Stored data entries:
··········
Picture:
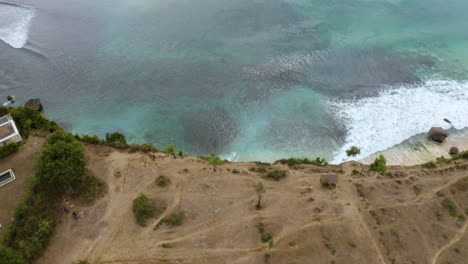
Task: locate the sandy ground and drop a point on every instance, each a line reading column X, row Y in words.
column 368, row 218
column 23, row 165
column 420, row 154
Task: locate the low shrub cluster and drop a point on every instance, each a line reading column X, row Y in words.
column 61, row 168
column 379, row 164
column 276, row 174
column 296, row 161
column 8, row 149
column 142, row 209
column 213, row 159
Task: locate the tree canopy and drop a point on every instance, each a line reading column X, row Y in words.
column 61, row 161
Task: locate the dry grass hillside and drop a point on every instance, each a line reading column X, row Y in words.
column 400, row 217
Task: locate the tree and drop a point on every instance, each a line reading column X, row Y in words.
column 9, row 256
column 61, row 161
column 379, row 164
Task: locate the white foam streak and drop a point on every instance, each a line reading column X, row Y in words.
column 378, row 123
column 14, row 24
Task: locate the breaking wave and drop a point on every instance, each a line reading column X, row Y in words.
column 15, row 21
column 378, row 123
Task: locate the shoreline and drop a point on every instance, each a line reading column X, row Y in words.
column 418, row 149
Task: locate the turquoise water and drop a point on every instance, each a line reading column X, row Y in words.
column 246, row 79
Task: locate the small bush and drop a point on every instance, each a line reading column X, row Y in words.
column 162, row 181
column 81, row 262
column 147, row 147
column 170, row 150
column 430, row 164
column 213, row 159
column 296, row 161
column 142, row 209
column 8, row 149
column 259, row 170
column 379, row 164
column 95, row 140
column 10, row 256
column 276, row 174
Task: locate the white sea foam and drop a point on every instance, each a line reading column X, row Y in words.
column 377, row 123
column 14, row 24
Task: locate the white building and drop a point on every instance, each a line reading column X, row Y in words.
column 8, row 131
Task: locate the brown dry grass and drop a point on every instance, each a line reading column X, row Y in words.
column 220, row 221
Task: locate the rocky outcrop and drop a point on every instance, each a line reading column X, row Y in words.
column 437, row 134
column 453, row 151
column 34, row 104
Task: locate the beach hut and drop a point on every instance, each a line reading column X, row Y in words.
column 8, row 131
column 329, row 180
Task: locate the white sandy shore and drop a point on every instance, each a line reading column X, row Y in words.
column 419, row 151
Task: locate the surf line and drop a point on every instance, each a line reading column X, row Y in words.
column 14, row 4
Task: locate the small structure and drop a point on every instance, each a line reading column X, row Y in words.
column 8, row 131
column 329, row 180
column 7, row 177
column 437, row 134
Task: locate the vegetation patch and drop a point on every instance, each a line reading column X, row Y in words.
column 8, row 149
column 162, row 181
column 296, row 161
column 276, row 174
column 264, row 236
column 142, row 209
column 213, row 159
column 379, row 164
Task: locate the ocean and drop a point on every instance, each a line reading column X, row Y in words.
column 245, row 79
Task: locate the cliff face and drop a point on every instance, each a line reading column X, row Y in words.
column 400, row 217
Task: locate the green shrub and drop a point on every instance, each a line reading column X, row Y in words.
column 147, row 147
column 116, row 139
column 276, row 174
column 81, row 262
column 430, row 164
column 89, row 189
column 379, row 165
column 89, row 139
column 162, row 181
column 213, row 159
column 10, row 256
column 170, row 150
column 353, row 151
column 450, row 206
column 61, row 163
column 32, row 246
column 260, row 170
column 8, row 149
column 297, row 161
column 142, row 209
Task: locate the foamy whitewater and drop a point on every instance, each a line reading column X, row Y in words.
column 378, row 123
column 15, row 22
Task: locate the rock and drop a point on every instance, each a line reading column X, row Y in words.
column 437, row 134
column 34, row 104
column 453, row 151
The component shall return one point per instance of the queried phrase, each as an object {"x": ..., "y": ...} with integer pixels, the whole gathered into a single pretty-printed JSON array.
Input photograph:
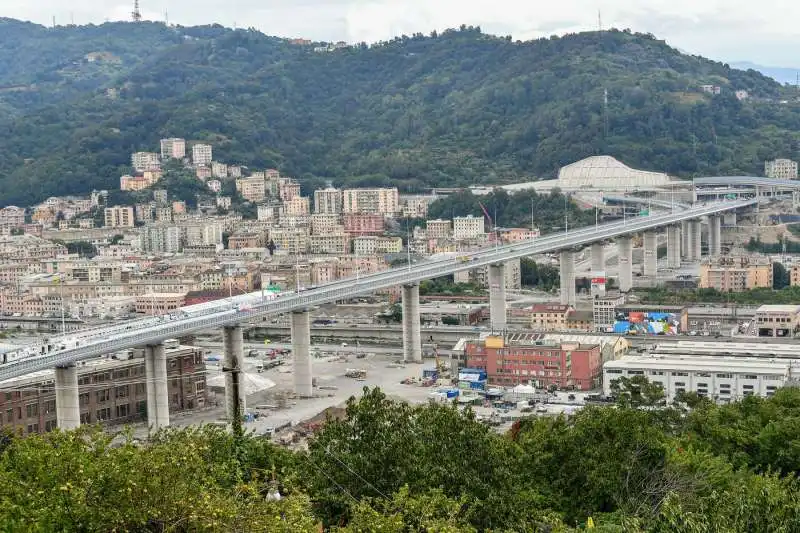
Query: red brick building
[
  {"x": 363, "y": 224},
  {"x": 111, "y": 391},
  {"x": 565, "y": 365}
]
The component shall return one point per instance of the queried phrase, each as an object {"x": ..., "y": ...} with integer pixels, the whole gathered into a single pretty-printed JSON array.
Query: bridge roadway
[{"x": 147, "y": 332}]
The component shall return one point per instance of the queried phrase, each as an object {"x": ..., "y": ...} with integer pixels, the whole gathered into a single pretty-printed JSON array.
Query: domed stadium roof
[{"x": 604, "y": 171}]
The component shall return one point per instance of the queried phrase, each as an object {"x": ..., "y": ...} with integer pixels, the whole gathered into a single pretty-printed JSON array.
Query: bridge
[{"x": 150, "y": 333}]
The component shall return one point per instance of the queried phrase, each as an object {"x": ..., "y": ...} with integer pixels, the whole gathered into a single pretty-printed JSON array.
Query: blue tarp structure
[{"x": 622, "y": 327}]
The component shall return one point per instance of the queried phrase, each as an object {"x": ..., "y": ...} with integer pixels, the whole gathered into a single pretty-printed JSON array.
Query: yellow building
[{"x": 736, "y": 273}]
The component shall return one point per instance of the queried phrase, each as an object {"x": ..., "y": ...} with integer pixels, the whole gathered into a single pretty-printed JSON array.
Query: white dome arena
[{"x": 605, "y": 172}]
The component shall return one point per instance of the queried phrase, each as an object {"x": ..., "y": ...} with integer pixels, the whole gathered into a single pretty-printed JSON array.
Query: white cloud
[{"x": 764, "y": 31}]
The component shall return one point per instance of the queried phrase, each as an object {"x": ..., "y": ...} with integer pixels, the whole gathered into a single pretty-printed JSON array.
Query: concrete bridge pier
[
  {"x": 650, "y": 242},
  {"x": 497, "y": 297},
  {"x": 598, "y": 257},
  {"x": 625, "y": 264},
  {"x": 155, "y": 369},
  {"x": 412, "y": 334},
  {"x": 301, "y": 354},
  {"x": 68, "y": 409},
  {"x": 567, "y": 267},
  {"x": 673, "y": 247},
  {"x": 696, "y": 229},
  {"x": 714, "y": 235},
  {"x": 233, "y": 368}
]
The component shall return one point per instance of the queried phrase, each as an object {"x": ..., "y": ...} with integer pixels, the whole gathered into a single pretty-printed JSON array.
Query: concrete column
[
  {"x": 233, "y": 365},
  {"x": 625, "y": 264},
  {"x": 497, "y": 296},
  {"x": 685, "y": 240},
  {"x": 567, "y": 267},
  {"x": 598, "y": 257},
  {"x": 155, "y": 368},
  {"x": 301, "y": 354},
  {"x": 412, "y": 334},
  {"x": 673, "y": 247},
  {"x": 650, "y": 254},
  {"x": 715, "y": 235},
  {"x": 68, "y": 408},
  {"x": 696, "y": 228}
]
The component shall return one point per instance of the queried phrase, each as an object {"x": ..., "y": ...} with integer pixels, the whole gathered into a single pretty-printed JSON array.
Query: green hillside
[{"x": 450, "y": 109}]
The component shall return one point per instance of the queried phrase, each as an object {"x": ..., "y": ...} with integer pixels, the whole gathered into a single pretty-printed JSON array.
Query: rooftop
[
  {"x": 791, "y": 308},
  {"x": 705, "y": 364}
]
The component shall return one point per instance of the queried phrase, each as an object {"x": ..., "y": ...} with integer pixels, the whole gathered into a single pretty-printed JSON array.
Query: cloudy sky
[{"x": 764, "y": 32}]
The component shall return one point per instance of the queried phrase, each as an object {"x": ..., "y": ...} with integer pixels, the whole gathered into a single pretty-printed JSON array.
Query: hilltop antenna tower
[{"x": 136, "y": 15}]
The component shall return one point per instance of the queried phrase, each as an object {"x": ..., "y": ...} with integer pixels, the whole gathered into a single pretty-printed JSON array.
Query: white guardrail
··········
• WHAT THE EXERCISE ASKS: What the answer must hold: all the data above, given again exactly, without pictures.

• WORKED SOLUTION:
Picture:
Task: locate the sandy ground and drop a point on every instance, each a line reading column X, row Y in words.
column 368, row 218
column 23, row 165
column 420, row 154
Task: locate the low shrub cluster and drop a point on every instance, each a line reading column X, row Y in words.
column 61, row 168
column 379, row 164
column 276, row 174
column 296, row 161
column 8, row 149
column 142, row 209
column 213, row 159
Task: locate the tree canopy and drop a point on every instance, each a line reading column X, row Y in words.
column 61, row 161
Task: locate the dry grass hillside and drop a point on every instance, each a line reading column X, row Y in words.
column 400, row 217
Task: locate the tree and drop a point on every instance, each a line reading column X, row Y in words.
column 9, row 256
column 61, row 161
column 379, row 164
Task: locate the white foam streak and drop a point on every instance, each a line reading column X, row Y in words.
column 378, row 123
column 14, row 24
Task: locate the breaking wave and drop a point on every instance, each a line reading column X, row Y in words.
column 15, row 21
column 378, row 123
Task: locate the shoreline and drop a point on every instance, each a line reading column X, row Y in words.
column 418, row 149
Task: locate the turquoise water and drop a point on every instance, each a line reading column X, row Y in words.
column 246, row 79
Task: locate the small bush and drop a point on every instance, each a line reading column X, row Y in words.
column 162, row 181
column 81, row 262
column 147, row 147
column 170, row 150
column 430, row 164
column 213, row 159
column 296, row 161
column 142, row 209
column 8, row 149
column 259, row 170
column 379, row 164
column 95, row 140
column 10, row 256
column 276, row 174
Task: locate the white sea foam and drop a point on every instance, each a line reading column X, row Y in words.
column 377, row 123
column 14, row 24
Task: locate the white building and drop a point on every instance, each a line reading column X, row Y in words.
column 8, row 131
Task: locate the brown dry grass and drop a point on every instance, each a line reading column X, row Y in words.
column 220, row 221
Task: locate the rocky outcrop and drop a point on every instance, each a line reading column X, row Y in words.
column 437, row 134
column 453, row 151
column 34, row 104
Task: locate the beach hut and drop a point on every instance, each a line reading column X, row Y in words.
column 8, row 131
column 329, row 180
Task: locate the white sandy shore and drop a point on every instance, each a line reading column X, row Y in words.
column 419, row 151
Task: locate the surf line and drop a point on every instance, each a line reading column X, row Y in words.
column 14, row 4
Task: locate the small structure and drop a point on every instance, each a line reading column X, row Y in words.
column 8, row 131
column 329, row 180
column 7, row 177
column 437, row 134
Task: locate the vegetation patch and drop a point on every instance, each a line reading column X, row Y in words.
column 8, row 149
column 162, row 181
column 296, row 161
column 276, row 174
column 264, row 236
column 142, row 209
column 213, row 159
column 379, row 164
Task: locate the ocean and drop a point on every instance, each a line reading column X, row Y in words.
column 245, row 79
Task: locate the cliff face and drop a point on every instance, each a line reading column X, row Y in words.
column 400, row 217
Task: locate the green shrub and drop a point on every instance, each a line reading column X, row Y in words.
column 147, row 147
column 116, row 139
column 276, row 174
column 81, row 262
column 430, row 164
column 89, row 189
column 379, row 165
column 89, row 139
column 162, row 181
column 213, row 159
column 10, row 256
column 170, row 150
column 353, row 151
column 450, row 206
column 61, row 163
column 32, row 246
column 260, row 170
column 8, row 149
column 297, row 161
column 142, row 209
Task: locate the foamy whitewater and drop a point on every instance, each a line reading column X, row Y in words.
column 378, row 123
column 15, row 22
Task: locate the rock and drop a point on every instance, each a line reading column X, row Y in words.
column 437, row 134
column 34, row 104
column 453, row 151
The component shall return one point per instance of the queried phrase, each as an object {"x": ..., "y": ...} with integer pixels, the whole gathered into a single pretty-printed JSON array.
Input photograph:
Query: red brick building
[
  {"x": 363, "y": 224},
  {"x": 111, "y": 391},
  {"x": 565, "y": 365}
]
The component shall return one point per instance of the queried phrase, each as an object {"x": ..., "y": ...} with integer pixels, the whole gathered into a single pretty-printed JSON array.
Query: bridge roadway
[{"x": 147, "y": 332}]
The component shall return one point per instance of the queried phrase, each as an object {"x": ..., "y": ...} with integer pixels, the whole gathered into a single pretty-printed JSON array.
Query: domed stadium roof
[{"x": 604, "y": 171}]
The component shall return one point per instance of the queried phrase, each as an object {"x": ..., "y": ...} with integer pixels, the whole gathered into a single pretty-printed JSON array.
Query: bridge
[{"x": 150, "y": 333}]
The component shall return one point per instance of the queried phrase, each as an object {"x": ..., "y": ...} with integer pixels, the whole gathered into a single pretty-printed JSON array.
Query: blue tarp structure
[{"x": 622, "y": 327}]
The component shall return one point per instance of the queried phrase, each as an object {"x": ..., "y": ...} with integer pixels, the whole gathered into a single pretty-printed JSON array.
Query: yellow building
[{"x": 736, "y": 273}]
The component shall return one point per instance of the queried phrase, each as an object {"x": ..., "y": ...} with integer pixels, the whole gathered into a single pretty-printed JSON array.
Query: white dome arena
[{"x": 605, "y": 172}]
The component shall return one point per instance of the queried phrase, each as an object {"x": ..., "y": ...} with integer pixels, the whole gathered into a single pretty-printed JSON array.
Query: white cloud
[{"x": 764, "y": 31}]
The component shall return one point per instance of the queried phrase, each as an object {"x": ..., "y": ...} with integer pixels, the whole gathered into a single pretty-printed JSON array.
Query: concrete bridge pier
[
  {"x": 650, "y": 242},
  {"x": 497, "y": 297},
  {"x": 598, "y": 257},
  {"x": 625, "y": 264},
  {"x": 155, "y": 369},
  {"x": 412, "y": 334},
  {"x": 301, "y": 354},
  {"x": 68, "y": 409},
  {"x": 567, "y": 267},
  {"x": 673, "y": 247},
  {"x": 696, "y": 229},
  {"x": 714, "y": 235},
  {"x": 233, "y": 368}
]
The component shall return one point per instance of the queried phrase, each as an object {"x": ..., "y": ...} with integer pixels, the whole gathered into a single pretty-printed JSON array.
Query: concrete column
[
  {"x": 233, "y": 365},
  {"x": 625, "y": 264},
  {"x": 497, "y": 296},
  {"x": 685, "y": 240},
  {"x": 567, "y": 267},
  {"x": 598, "y": 257},
  {"x": 155, "y": 368},
  {"x": 301, "y": 354},
  {"x": 412, "y": 334},
  {"x": 673, "y": 247},
  {"x": 650, "y": 254},
  {"x": 715, "y": 235},
  {"x": 68, "y": 408},
  {"x": 696, "y": 228}
]
The component shall return one point per instance of the queried phrase, each as an object {"x": ..., "y": ...} with integer pixels, the whole gathered into a single pretty-printed JSON array.
Query: green hillside
[{"x": 450, "y": 109}]
The component shall return one point per instance of the queried phrase, each as an object {"x": ..., "y": ...} with integer pixels, the whole gathered into a single pretty-printed JSON array.
Query: rooftop
[
  {"x": 791, "y": 308},
  {"x": 705, "y": 364}
]
The component shall return one point per instance of the queried phrase, each as an object {"x": ..., "y": ...} with integer pixels, the whole gathered into a single pretty-printed JSON array.
Query: cloudy sky
[{"x": 764, "y": 32}]
The component shall return one point per instance of the queried phrase, each as an object {"x": ..., "y": ...} with integer pixels, the whole gathered into a single pretty-printed JSON array.
Query: hilltop antenna tower
[{"x": 136, "y": 15}]
The component shall return one point per instance of the queried phrase, each as an object {"x": ..., "y": ...} with integer pixels, the whole gathered into a single pretty-printed JSON array.
Query: white guardrail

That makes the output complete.